→ **DESCRIPTION OF THE TASK**
Rewrite every item below, replacing "single dot" with "single point" and leaving the rest of the wording as it is.
———
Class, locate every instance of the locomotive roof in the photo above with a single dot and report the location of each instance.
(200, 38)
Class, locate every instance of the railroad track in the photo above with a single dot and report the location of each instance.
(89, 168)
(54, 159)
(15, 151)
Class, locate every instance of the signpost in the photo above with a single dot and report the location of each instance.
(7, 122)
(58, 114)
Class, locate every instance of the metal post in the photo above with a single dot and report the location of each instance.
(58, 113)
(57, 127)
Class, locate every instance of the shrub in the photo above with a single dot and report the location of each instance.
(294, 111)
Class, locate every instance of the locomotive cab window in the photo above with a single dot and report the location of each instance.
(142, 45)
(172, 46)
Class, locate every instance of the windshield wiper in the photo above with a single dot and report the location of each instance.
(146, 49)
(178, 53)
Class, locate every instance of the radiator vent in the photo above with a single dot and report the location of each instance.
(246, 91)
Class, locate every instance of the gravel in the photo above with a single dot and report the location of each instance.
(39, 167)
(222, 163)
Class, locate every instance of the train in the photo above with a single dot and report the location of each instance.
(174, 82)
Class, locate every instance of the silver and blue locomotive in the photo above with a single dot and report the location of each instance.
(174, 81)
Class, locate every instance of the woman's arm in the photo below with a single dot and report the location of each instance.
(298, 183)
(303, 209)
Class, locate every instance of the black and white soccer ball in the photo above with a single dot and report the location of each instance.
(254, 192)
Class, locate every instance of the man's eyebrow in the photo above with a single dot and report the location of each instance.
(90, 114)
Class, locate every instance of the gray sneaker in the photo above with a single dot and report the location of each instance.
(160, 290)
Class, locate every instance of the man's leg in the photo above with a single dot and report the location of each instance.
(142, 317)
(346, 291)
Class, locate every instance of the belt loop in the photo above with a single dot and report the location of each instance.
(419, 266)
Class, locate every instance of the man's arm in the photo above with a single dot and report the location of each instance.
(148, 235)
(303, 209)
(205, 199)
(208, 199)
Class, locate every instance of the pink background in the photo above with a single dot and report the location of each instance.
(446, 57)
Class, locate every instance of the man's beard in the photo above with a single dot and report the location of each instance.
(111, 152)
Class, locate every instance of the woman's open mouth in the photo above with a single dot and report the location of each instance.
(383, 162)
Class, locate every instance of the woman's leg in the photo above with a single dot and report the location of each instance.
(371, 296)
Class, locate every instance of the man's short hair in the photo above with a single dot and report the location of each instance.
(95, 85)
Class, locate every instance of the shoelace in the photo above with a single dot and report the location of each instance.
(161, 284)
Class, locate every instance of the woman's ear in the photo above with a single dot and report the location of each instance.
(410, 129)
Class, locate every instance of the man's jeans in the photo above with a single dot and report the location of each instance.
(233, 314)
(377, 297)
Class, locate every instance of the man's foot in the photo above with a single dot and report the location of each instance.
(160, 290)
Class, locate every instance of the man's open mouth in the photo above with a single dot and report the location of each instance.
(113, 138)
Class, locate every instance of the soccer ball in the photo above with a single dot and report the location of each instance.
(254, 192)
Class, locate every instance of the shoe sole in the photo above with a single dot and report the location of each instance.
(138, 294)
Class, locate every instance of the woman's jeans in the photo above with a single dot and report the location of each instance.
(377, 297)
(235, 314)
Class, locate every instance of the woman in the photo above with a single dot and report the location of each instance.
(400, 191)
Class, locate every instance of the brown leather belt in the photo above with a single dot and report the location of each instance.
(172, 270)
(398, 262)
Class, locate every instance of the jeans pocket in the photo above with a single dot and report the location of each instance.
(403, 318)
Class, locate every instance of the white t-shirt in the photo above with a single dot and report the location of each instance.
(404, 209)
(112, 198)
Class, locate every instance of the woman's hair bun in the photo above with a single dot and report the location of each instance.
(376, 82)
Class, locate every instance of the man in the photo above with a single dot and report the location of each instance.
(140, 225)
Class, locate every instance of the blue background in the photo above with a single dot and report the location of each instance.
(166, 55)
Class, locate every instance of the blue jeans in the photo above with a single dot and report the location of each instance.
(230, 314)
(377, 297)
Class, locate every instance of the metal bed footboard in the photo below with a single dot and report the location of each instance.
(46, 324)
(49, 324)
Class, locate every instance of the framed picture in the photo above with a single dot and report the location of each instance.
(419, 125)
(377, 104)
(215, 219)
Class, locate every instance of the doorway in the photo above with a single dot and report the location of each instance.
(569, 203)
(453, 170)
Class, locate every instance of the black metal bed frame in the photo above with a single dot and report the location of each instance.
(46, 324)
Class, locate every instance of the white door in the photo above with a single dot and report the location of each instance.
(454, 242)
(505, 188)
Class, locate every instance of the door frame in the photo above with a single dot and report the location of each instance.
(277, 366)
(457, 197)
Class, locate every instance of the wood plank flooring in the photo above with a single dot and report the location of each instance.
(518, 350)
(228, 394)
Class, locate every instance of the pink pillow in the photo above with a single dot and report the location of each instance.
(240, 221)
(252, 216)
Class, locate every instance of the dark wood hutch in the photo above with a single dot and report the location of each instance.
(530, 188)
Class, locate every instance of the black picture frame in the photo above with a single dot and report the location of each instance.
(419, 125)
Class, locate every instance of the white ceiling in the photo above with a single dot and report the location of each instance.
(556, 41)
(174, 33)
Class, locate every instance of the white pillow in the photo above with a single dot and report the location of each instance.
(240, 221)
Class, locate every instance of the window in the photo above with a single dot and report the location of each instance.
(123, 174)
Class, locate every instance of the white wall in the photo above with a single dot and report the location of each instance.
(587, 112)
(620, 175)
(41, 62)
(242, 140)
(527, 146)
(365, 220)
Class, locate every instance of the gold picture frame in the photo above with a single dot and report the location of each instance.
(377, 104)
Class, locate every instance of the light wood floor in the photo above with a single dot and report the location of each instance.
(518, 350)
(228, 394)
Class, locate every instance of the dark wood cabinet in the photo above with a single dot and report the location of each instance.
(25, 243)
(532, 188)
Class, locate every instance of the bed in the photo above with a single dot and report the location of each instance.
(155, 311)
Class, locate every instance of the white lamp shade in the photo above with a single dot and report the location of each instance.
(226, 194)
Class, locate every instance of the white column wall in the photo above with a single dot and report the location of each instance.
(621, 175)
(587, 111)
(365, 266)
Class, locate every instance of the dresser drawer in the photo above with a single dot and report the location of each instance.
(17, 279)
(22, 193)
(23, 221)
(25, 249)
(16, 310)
———
→ **FULL ANSWER**
Class, locate every instance of the locomotive roof in the photo above with a single point and report the location of each instance.
(200, 38)
Class, locate every instance of the railroad track in the photo above with a single point and report the location of each instance.
(89, 168)
(54, 159)
(15, 151)
Class, locate every instance of the signpost in the photo above with a single point and report the location of each instance.
(7, 122)
(58, 114)
Class, locate every instance of the metal post in the photo above with a single point and report the location of each instance.
(58, 113)
(57, 127)
Class, locate every instance of the shrub in the photo above with a single point and report the location of each instance.
(294, 111)
Class, locate every instance of the locomotive cab window in the photo above with a single point and report the location of each instance.
(142, 45)
(172, 46)
Class, locate every instance of the windshield wiper in the photo above with a single point and report the location of each instance.
(146, 49)
(178, 53)
Class, locate every instance of the radiator vent in the photo above with a single point and report the location of each instance.
(246, 91)
Class, locate every instance of the gravel in the photo above with a single point and report the location of each instance.
(39, 167)
(222, 163)
Class, locate every instance of the train in the photo above with a single point and report the location of each instance.
(174, 82)
Class, locate every instance of the silver and blue locomotive in the photo above with a single point and report the location of each instance.
(174, 81)
Class, locate every instance of the woman's arm in the photo below with a single point and report the location of each instance.
(298, 183)
(303, 209)
Class, locate every instance of the black and white soccer ball in the photo above with a single point and report the location of each instance.
(254, 192)
Class, locate every instance of the man's eyebrow in the photo above with a single point and report the location of each instance.
(90, 114)
Class, locate every instance of the gray sneaker in the photo above with a single point and report the location of each instance.
(160, 290)
Class, locate every instance of the man's leg in the photo above with a single point and report the location of each instance.
(142, 317)
(346, 291)
Class, locate every instance of the belt loop in the photo above with a single point and report the location of each instance.
(419, 266)
Class, locate every instance of the man's arm in the photo above with a single point and report the location of each instance.
(148, 235)
(303, 209)
(205, 199)
(208, 199)
Class, locate every instance of the pink background in the photo above with a single point and report the location of each instance.
(446, 57)
Class, locate every instance of the man's beard in the photo above with a single point and report the location of each instance.
(111, 152)
Class, locate every instance of the woman's open mouth in the photo above with a single point and report the location of each instance.
(383, 162)
Class, locate every instance of the woman's leg in the photo above with a single point and report the location of each instance.
(371, 296)
Class, locate every instance of the man's short hair in the photo above with a single point and report the location of each instance.
(95, 85)
Class, locate every instance of the shoelace in the photo above with a single point and report the location of each instance.
(161, 284)
Class, locate every instance of the woman's ear in the photo above with a single point and report the location of each instance.
(410, 129)
Class, locate every instance of the man's jeans in the photo above with a single point and report the location of each instance.
(233, 314)
(377, 297)
Class, locate every instance of the man's foot in the photo above with a single point and report the location of each instance.
(160, 290)
Class, locate every instance of the man's open mouth in the photo above with a single point and report the location of each instance.
(113, 138)
Class, locate every instance of the soccer ball in the photo above with a single point and report the location of each instance.
(254, 192)
Class, locate every instance of the shoe sole in the photo above with a single point and report the location of each instance.
(138, 294)
Class, locate every instance of the woman's jeans in the photo above with a single point and report the location of each instance.
(377, 297)
(235, 314)
Class, locate every instance of the woman in the photo above with a single point and report the location of each instance.
(400, 191)
Class, locate every instance of the brown leather belt in the photo above with a single point and report the location of each instance.
(172, 270)
(398, 262)
Class, locate every instance of the jeans pocket in the photo above with a single point and report the location of each instance.
(403, 318)
Class, locate every instance of the white t-shirt in the photo above with a single point and report the location of each instance.
(404, 209)
(112, 198)
Class, locate every instance of the woman's hair bun in the photo above with a single point and report the location of each instance.
(376, 82)
Class, locate every instance of the man in the photo above with a single point and report the location of each instance.
(140, 225)
Class, locate every instance of the blue background in the photo above with a single point and report the location of each instance.
(166, 55)
Class, locate every instance of the blue jeans in the photo above with a single point and report the location of each instance.
(230, 314)
(377, 297)
Class, locate every instance of the metal bed footboard in the photo below with a single point and report the location of each instance.
(46, 324)
(49, 324)
Class, locate every instance of the framed picture in the photo above with a single point and report the location of each instance.
(419, 125)
(377, 104)
(215, 219)
Class, locate every instance of the doorway in the photo above with a single point and report the location of each instance.
(569, 203)
(453, 170)
Class, locate every instance of the black metal bed frame in the photo above with a single point and report the location of each instance.
(46, 324)
Class, locate every instance of the white door in the photo above with a single point and report the location of each instance.
(454, 242)
(505, 188)
Class, locate every instance of the door frame in the photo above with a single point and report the location of each instance.
(277, 366)
(457, 197)
Class, locate every instance of the wood plank flooring in the photo above with a single point and report the location of each instance.
(518, 350)
(228, 394)
Class, locate every instance of the pink pillow in the photo above with a single point and report the location of each instance.
(240, 221)
(252, 216)
Class, locate every instance of the dark wood hutch in the photo above with a single point and report the location of each instance.
(530, 188)
Class, locate every instance of the black picture frame in the photo above with a single point and report the location of each instance.
(419, 125)
Class, locate every instance of the white ceiling in the photo above with a single point and report the location of each instance.
(556, 41)
(174, 33)
Class, locate every instance of the white pillow in the photo above with a single point and report the location of each instance.
(240, 221)
Class, locate every instance of the window in the photo above with a single point and report the location of each instance.
(123, 174)
Class, locate every instance of the white wall in the photo above with a single point and report the location of each instance.
(587, 112)
(620, 175)
(41, 62)
(242, 140)
(527, 146)
(365, 220)
Class, locate every instance of the gold picture frame in the photo above with a single point and report the location of each instance.
(377, 104)
Class, locate every instance of the light wood floor in the photo above with a single point and report the location of each instance.
(518, 350)
(228, 394)
Class, locate every instance of the dark wood cabinet in the photo above with a single point and report the location of each instance.
(25, 243)
(532, 188)
Class, locate every instance of the bed in the photo above with a single point and report the location of each instance.
(155, 311)
Class, locate every instance of the white lamp shade in the photo above with a single point and report the location of each instance.
(226, 194)
Class, locate every instance of the white column wall in the photo above with a single point and report the location of each instance.
(621, 175)
(587, 111)
(365, 266)
Class, locate every instance of the dresser drawer in the photo above with a single point and report the location of each instance.
(17, 279)
(22, 193)
(23, 221)
(25, 249)
(16, 310)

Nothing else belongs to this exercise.